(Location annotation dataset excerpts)
• • • •

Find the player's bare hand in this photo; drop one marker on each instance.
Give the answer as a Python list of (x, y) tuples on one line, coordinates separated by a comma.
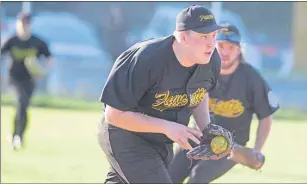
[(181, 134)]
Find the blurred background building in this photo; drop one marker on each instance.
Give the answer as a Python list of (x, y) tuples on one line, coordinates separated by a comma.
[(86, 37)]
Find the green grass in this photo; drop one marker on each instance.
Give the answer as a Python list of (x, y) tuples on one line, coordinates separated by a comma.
[(62, 146)]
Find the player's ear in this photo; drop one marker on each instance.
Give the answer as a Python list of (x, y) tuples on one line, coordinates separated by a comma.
[(184, 36)]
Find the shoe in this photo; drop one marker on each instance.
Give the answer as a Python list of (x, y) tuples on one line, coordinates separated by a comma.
[(16, 142)]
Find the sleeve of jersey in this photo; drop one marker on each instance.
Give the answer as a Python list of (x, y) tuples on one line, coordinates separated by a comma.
[(130, 78), (265, 101)]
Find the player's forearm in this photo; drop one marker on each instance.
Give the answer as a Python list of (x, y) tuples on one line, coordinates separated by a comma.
[(263, 131), (136, 122), (201, 113)]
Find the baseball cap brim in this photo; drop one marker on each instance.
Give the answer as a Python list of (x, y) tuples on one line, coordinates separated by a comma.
[(207, 29)]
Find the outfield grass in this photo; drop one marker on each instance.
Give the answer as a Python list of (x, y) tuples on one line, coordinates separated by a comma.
[(62, 146)]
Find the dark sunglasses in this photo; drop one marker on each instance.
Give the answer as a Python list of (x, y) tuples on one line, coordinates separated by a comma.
[(228, 36)]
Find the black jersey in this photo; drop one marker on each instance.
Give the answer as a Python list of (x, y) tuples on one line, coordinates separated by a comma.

• • • •

Rewrite all the lines above, substituting "place a single point" for every occurrence of "drop one marker" and leaving everything else unchanged. Omit the pictures from your output.

Find the player's bare hand in this photo; place a single point on each instance.
Give the answer as a Python list of (x, y) tuples on one line, coordinates separated by a comma.
[(181, 134)]
Find the blurred background building in this photo; place a single point on each instance.
Give the answer as a Python list of (x, y) tuples on one line, coordinates separated by a comma.
[(86, 37)]
Find the green grass in this photo; place a single point on each instance.
Give the answer as a Python list of (x, y) tuples on one line, coordinates separated by a comma.
[(62, 146)]
Find the player's ear in this photo; place a single point on each instance.
Give the answer as a Python list of (x, y) tuples on one line, coordinates separated by a comma.
[(184, 36)]
Find the shoe in this photo; place a single point on each instance.
Give the answer as a Python list of (x, y) tuples on one line, coordinates separated by a comma.
[(16, 142)]
Find the sleeve of jersey in this photo; place a single point on each instance.
Give the answer as a Python list of (x, y) tuples on one line, coordinates separated by a comma.
[(130, 78), (265, 101)]
Find the player's forearm in this photo; place a single point on each instance.
Give the answer as a Python list of (x, y) tuples on one line, coordinates separated by a comma.
[(263, 131), (136, 122), (201, 113)]
Find the baseball cap brim in this photo; place a single point on each instance.
Give the answer as a Python list of (x, y) tuples on one line, coordinates separated by a comma.
[(207, 29)]
Find the outfield grass in this photo; place a single point on each instance.
Give the answer as a Python list of (x, y) tuples on one line, coordinates separated by a comma.
[(62, 146)]
Find the dark sunglasses in this photo; place a single point on each instance.
Give the answer as a Python list of (x, y) tuples on one line, coordinates separated by a comma.
[(228, 36)]
Find the black jersey in this photo; place a single point on each instance.
Give the answer as a Python list of (x, y) tuples on one line, coordinates separated by a comma.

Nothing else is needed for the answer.